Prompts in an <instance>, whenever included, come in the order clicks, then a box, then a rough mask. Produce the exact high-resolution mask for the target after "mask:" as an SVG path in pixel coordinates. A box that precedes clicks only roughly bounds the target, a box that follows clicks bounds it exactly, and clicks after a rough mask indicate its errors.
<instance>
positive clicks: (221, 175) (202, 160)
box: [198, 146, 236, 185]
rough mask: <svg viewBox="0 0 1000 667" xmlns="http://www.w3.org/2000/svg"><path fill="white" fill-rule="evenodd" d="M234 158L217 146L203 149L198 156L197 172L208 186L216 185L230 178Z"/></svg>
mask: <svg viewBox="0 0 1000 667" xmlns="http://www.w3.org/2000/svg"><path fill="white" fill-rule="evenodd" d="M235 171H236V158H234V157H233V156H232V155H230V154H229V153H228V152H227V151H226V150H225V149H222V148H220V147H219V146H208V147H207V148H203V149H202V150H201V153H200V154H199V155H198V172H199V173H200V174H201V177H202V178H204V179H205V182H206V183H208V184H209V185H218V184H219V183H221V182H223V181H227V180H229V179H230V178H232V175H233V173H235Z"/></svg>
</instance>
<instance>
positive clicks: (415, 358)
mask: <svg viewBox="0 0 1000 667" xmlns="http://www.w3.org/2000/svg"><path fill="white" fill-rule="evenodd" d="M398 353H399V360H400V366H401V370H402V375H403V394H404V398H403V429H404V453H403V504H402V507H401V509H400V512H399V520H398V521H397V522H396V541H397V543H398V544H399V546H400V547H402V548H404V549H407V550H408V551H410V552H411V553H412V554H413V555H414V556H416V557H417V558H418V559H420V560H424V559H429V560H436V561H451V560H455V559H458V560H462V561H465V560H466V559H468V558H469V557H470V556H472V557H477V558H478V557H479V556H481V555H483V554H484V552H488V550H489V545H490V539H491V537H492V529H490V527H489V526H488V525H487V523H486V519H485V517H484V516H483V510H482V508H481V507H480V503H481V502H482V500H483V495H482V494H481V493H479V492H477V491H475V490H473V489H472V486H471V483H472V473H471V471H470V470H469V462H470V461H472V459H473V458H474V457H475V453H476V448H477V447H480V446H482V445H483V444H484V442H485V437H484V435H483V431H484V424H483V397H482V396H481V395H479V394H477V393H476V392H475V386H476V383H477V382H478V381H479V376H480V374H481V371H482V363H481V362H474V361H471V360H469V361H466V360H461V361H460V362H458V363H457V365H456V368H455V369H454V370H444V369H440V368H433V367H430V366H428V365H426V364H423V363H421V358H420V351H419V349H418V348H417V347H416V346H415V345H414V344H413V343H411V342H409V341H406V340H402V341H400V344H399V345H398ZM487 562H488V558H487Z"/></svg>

Your assignment:
Given the word "instance", show every line of the records that contains it.

Reply to the exercise:
Prompts in an <instance>, whenever included, come in the order clicks, then a box, then a rough mask. Produce the exact high-resolution mask for the target after "mask:" as an SVG path in pixel coordinates. A box that precedes clicks only roughly bounds the target, a box that follows clicks bounds it exactly, and clicks after a rough mask indicate its errors.
<instance>
</instance>
<instance>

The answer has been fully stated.